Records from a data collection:
┌────────

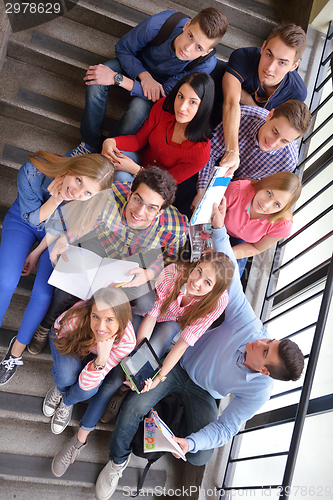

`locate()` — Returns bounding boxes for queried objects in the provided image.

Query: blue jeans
[0,200,54,345]
[80,58,154,150]
[229,235,247,277]
[49,333,103,407]
[109,362,219,466]
[78,306,181,431]
[114,150,141,183]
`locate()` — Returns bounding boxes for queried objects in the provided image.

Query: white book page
[90,259,139,295]
[48,245,102,300]
[144,416,186,461]
[191,167,231,226]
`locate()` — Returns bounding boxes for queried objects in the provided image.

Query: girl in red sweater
[102,72,214,185]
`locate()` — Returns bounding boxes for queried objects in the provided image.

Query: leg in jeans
[229,236,247,277]
[41,288,80,329]
[108,363,218,465]
[80,58,123,151]
[79,363,126,431]
[0,205,53,344]
[80,58,154,149]
[114,150,141,183]
[49,334,102,405]
[133,314,181,358]
[111,97,154,138]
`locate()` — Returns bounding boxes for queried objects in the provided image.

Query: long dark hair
[163,72,214,142]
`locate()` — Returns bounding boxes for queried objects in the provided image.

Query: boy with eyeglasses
[28,166,189,355]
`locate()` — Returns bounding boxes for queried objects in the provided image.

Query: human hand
[47,176,65,203]
[49,236,68,264]
[84,64,116,86]
[171,436,189,458]
[190,189,204,211]
[138,72,165,102]
[95,336,115,366]
[140,377,156,393]
[21,251,39,276]
[122,267,154,288]
[219,151,239,177]
[114,155,140,175]
[123,375,136,391]
[239,89,257,106]
[211,197,227,229]
[101,138,123,165]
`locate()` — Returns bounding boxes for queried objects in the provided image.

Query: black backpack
[143,11,216,71]
[130,392,185,496]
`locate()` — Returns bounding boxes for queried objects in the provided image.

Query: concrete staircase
[0,0,286,498]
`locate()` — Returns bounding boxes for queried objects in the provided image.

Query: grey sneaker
[0,337,23,385]
[52,434,87,477]
[43,386,64,417]
[100,388,129,423]
[51,400,73,434]
[95,456,130,500]
[27,324,50,354]
[66,141,95,157]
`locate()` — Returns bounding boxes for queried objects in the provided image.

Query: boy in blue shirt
[212,23,307,177]
[72,8,228,154]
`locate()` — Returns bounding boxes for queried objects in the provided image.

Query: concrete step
[0,57,122,140]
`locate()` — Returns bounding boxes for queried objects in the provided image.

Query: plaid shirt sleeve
[147,207,189,276]
[198,122,226,190]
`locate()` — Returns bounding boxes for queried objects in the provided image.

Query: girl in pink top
[224,172,302,275]
[134,251,234,392]
[42,287,135,440]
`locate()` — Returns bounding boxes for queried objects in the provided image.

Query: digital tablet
[120,338,162,394]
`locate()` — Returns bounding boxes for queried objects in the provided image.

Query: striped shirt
[198,106,299,190]
[148,264,229,346]
[53,302,136,391]
[66,182,189,277]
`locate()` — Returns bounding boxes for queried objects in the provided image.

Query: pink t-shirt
[224,180,292,243]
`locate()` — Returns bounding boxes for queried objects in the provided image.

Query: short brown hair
[251,172,302,223]
[191,8,228,44]
[265,24,307,61]
[131,166,177,210]
[272,100,311,138]
[266,338,304,381]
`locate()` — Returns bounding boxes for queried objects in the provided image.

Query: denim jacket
[16,160,53,230]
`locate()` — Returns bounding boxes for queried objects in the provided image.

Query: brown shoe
[27,325,49,354]
[100,388,129,423]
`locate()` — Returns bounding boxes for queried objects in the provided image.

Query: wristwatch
[157,373,167,383]
[93,359,106,371]
[114,73,124,86]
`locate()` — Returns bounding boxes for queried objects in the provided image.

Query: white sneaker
[51,400,73,434]
[43,386,64,417]
[95,456,130,500]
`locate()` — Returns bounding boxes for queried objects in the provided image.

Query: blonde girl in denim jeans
[0,151,114,385]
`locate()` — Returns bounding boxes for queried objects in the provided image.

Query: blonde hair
[160,252,234,330]
[28,151,115,191]
[251,172,302,222]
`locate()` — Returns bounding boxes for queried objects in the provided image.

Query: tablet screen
[120,338,162,393]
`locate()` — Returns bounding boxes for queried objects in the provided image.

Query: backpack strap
[185,48,216,71]
[131,459,157,497]
[152,12,189,46]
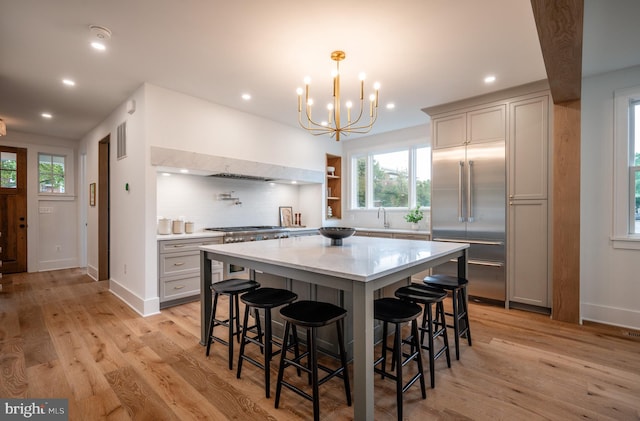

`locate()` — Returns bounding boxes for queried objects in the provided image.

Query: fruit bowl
[319,227,356,246]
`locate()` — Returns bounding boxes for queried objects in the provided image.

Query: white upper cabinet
[432,104,506,148]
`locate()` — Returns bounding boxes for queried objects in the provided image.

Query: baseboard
[109,278,160,317]
[38,258,78,272]
[581,302,640,330]
[87,264,98,280]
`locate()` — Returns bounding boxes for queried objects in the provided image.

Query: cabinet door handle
[173,285,185,290]
[467,160,474,222]
[173,262,185,266]
[458,161,465,222]
[172,244,185,248]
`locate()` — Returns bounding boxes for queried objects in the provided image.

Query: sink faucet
[377,206,390,229]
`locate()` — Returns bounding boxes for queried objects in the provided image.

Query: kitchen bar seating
[424,274,472,360]
[275,300,351,421]
[236,287,298,398]
[374,297,426,420]
[394,283,451,388]
[205,278,260,369]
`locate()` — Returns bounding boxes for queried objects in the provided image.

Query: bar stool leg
[206,292,220,357]
[227,293,235,369]
[437,301,452,368]
[426,303,436,388]
[451,290,461,360]
[236,304,251,380]
[309,327,320,421]
[460,288,472,346]
[394,322,403,420]
[412,319,427,399]
[264,308,273,398]
[274,320,290,409]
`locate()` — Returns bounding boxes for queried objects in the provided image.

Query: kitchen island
[200,235,469,421]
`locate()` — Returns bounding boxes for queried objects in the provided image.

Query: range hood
[150,146,324,184]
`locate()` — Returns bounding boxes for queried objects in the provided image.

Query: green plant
[404,206,423,223]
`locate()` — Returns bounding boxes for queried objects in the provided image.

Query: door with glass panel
[0,146,27,273]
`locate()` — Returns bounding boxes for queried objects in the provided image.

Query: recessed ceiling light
[179,169,189,174]
[41,113,52,119]
[62,79,75,86]
[91,42,106,51]
[161,172,171,177]
[241,93,251,100]
[484,75,496,84]
[386,103,395,110]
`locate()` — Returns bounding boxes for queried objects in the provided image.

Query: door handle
[467,160,474,222]
[458,161,464,222]
[19,224,26,228]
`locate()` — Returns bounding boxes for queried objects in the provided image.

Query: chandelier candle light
[297,50,380,141]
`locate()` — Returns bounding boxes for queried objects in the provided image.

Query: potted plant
[404,206,423,229]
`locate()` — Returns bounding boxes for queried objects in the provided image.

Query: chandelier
[297,51,380,142]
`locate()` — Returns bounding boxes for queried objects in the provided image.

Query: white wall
[581,64,640,329]
[1,131,79,272]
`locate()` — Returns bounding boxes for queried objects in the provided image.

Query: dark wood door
[0,146,27,273]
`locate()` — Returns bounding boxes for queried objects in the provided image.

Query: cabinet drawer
[161,275,200,301]
[159,237,222,253]
[159,251,200,277]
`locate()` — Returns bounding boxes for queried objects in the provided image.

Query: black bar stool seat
[424,274,472,360]
[275,300,351,421]
[205,278,260,370]
[374,297,426,421]
[395,283,451,388]
[236,287,298,398]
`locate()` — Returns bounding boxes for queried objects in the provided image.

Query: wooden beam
[551,100,581,323]
[530,0,584,103]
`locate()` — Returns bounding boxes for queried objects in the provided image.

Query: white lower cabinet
[508,200,549,307]
[158,236,223,308]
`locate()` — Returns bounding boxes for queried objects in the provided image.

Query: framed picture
[279,206,293,227]
[89,183,96,207]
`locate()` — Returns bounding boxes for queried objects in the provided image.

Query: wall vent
[117,121,127,160]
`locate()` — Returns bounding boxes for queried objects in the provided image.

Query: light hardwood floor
[1,269,639,420]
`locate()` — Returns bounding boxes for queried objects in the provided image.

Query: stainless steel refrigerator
[430,140,506,302]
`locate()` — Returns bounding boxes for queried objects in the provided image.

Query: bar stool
[205,278,260,369]
[394,283,451,388]
[236,287,298,398]
[424,274,472,360]
[374,297,426,421]
[274,300,351,421]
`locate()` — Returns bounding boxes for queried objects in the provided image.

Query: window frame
[349,144,430,210]
[612,86,640,249]
[38,152,67,194]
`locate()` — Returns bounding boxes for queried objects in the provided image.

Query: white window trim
[612,86,640,249]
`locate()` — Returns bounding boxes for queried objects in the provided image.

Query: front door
[0,146,27,273]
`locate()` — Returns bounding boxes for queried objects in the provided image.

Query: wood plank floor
[1,268,639,420]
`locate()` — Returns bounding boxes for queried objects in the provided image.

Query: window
[1,151,17,188]
[351,146,430,209]
[39,153,66,193]
[613,86,640,248]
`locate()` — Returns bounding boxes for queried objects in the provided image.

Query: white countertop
[200,235,467,282]
[353,227,430,235]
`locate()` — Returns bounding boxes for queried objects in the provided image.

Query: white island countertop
[200,235,461,283]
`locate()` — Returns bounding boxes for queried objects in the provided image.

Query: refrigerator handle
[467,160,474,222]
[458,161,465,222]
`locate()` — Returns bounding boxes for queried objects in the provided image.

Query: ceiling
[0,0,638,142]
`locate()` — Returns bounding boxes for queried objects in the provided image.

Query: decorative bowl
[319,227,356,246]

└────────

PROBLEM TO SOLVE: Exactly reproduce the lines of the entries above, from the one containing "Query: refrigerator handle" to the very last, and no others.

TASK ANSWER:
Query: refrigerator handle
[467,160,474,222]
[458,161,465,222]
`locate()` — Returns bounding boxes for queried objects in the provided image.

Query: ceiling
[0,0,638,142]
`locate()` — Returns bounding boxes for queried objects in the provided image.

Query: decorative bowl
[319,227,356,246]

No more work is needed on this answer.